Quote the stretch of the risk-factor text below from "The failure of" through "kind in the future.", word for word.

- [EXTRACTED TEXT]:
>>>

Note 9 to these financial statements indicates that we need additional funds for
our plan of operations.  This condition raises substantial doubt about our
ability to continue as a going concern.  The financial statements do not include
any adjustments that might result from the outcome of this uncertainty.  Our
audit report and financial statements are included herein as "PART F/S".

     Ability to Fund Business Strategy.  Our business strategy will require that
substantial capital investment and adequate financing be available to us for the
development of operations and additional equipment and facilities.  Should we be
unable to obtain the amount of capital for anticipated needs, we may be required
to obtain financing through borrowings or the issuance of additional equity or
debt securities, which could have an adverse effect on the value of the existing
common stock.

                                       5



     Unproven Acceptance of Our Business and Marketing Plan - No Formal Market
Surveys.  Currently we plan to prepare and implement a marketing plan in
connection with our niche market.  No formal market studies have been undertaken
by us as of the date of this document. We intend to conduct a marketing survey
in the future, subject to the availability of funds. There can be no assurance
that our planned services will achieve market acceptance (or sufficient market
acceptance to make our operations commercially viable) among our target market.
The failure of our services to achieve market acceptance (or sufficient market
acceptance to operate profitably), would have a material adverse effect on our
business and financial condition and could result in our failure to achieve, or
sustain, viable commercial operations of any kind in the future.

     Uncertainty As To Management's Ability To Control Costs And Expenses.  With
respect to our planned business operations, management cannot accurately project
or give any assurance, with respect to our ability to control development and
operating costs and/or expenses in the future. Consequently, even if we are
successful in implementing our planned growth (of which there can be no
assurance), if management is not able to adequately control costs and expenses,
such operations may not generate any profit or may result in operating losses.

<<<

- [ENTRIES SUPPLIED]:
>>>

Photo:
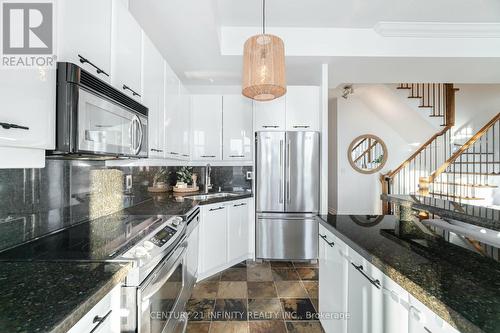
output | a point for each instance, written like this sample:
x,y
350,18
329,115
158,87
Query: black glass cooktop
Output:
x,y
101,239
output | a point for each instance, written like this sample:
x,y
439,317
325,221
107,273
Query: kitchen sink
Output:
x,y
204,197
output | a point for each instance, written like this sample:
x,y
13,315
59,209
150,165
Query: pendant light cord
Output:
x,y
263,17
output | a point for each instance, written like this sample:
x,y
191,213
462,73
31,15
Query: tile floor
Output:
x,y
252,297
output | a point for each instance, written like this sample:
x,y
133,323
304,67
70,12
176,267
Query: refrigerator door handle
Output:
x,y
288,179
281,173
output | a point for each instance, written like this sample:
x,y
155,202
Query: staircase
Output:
x,y
473,170
439,100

<<<

- [FULL ANSWER]:
The failure of our services to achieve market acceptance (or sufficient market
acceptance to operate profitably), would have a material adverse effect on our
business and financial condition and could result in our failure to achieve, or
sustain, viable commercial operations of any kind in the future.